[[ Extract provided, beginning ]]
Thank you for taking the time in this very sad day to let us know.  I know that different people crunch for different reasons, but it really shows love when people take up crunching for reasons like this.  I'm really sorry that you've lost your mother and step Dad to cancer now 

I wish your step Mother the best of luck in her battle against cancer in the future


----------



## hat (Oct 15, 2012)

Hm, a little motivation to install the GTX260 in the second machine you say? Very well.


----------



## BarbaricSoul (Oct 15, 2012)

Really sorry Mindweaver. I lost my Grandfather to Alzphimers about 1 1/2 years ago after personally staying with him and taking care of him the last two years, so I know how it feels. Just know he is in a better place and there's no more pain for him.


----------



## da_vid (Oct 15, 2012)

Sorry to hear this my Prayers are with you and your family.


----------



## hat (Oct 15, 2012)

After a quick cleanup (this case just doesn't get dusty like my other one, I don't understand it) the GTX260 is in. Now I'm working on uninstalling the drivers from the x800 that was in there and getting the Nvidia drivers in.

GTX260 up and running, looks like it already found a GPU unit to work on.


----------



## AlienIsGOD (Oct 15, 2012)

My thoughts and prayers go out to you Mindweaver


----------



## Kreij (Oct 15, 2012)

My condolences and prayers are with you and your family, MW. God bless you all.
If you ever need anything, you know where to find me.


----------



## DannibusX (Oct 15, 2012)

Sorry to hear about your loss Mindweaver.  Much love to you and your family.


----------



## stinger608 (Oct 16, 2012)

Damn it MW!!!!!!! I am very sad that this happened however as most have already stated; he is no longer suffering from the pain and anguish that engulfed his life! 

God bless him and God speed!!!!!!!! 

These types of tragedies make me realize more than ever why we crunch. Hopefully we will be a small help in curing this terrible illness. 

Keep your chin up my friend and crunch on!

Dano


----------



## eidairaman1 (Oct 16, 2012)

Crunching/Folding is the best way to remember your Step Father, youre doing this in his memory now. So Kick some ass at it. The More Crunching/FOlding done the closer we get to better treatments for major diseases


----------



## Mindweaver (Oct 16, 2012)

Thanks guys again! Oh and guys I flipped the switch to run GPU's yesterday... and I've been working my ass off getting everything back up... hehehe It flipped breakers, and UPS's.. I had one of my athlon II x4's system files to get corrupted, but nothing a check disk didn't fix. As of now all of my crunchers are crunching strong and everything is holding. 

This has also helped to take things off my mind. I'm just staying strong for my family and I couldn't do it with out the help of my wife, family and friends and of course my TPU team! 

On a side note.. How do I tell if I've got a GPU WU?


----------



## [Ion] (Oct 16, 2012)
[[ Extract provided, end ]]
* _Work item 1_:
In the forum thread, list every username whose post header shows the date Oct 16, 2012.
* _Work item 2_:
Reproduce the stretch of the forum thread from "My condolences and" through "DannibusX (Oct 15, 2012)".
You can ignore the data.
[[ Information, beginning ]]
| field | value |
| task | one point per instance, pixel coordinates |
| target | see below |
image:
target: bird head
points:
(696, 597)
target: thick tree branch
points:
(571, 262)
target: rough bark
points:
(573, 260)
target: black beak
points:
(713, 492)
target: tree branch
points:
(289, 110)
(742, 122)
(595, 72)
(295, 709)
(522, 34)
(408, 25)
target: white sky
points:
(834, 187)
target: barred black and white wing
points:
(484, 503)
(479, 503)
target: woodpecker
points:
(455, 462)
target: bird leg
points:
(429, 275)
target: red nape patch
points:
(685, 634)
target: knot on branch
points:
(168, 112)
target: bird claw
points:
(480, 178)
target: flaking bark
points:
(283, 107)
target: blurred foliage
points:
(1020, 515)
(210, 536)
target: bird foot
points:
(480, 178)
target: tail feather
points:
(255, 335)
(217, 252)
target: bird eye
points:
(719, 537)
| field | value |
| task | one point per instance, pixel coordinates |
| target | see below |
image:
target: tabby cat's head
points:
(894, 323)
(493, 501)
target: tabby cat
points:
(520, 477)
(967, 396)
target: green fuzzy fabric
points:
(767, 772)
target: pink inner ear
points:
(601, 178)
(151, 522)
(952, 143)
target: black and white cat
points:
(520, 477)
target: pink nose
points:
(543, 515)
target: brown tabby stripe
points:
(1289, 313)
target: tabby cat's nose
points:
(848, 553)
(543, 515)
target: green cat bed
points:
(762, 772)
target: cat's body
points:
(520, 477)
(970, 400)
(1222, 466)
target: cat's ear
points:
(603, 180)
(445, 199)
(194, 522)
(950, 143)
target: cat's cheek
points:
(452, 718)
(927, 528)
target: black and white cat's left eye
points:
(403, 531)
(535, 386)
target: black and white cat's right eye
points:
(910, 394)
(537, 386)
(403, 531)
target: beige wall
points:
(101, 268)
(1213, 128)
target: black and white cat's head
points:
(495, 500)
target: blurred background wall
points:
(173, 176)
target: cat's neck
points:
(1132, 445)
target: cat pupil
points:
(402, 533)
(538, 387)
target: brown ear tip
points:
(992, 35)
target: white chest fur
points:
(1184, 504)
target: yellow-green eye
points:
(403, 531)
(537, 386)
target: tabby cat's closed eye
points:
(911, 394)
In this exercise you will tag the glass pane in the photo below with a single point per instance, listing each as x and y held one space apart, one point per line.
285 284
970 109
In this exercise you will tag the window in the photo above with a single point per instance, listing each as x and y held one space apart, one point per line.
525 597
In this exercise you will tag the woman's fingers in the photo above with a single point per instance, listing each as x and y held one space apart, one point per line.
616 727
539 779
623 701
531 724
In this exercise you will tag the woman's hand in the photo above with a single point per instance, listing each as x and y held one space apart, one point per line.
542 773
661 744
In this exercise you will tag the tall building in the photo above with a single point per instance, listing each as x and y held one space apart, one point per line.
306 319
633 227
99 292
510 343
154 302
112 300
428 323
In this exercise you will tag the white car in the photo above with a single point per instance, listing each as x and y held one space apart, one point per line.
[[ Information, end ]]
* _Written reply 1_:
stinger608, eidairaman1, Mindweaver, [Ion]

* _Written reply 2_:
My condolences and prayers are with you and your family, MW. God bless you all.
If you ever need anything, you know where to find me.


----------



## DannibusX (Oct 15, 2012)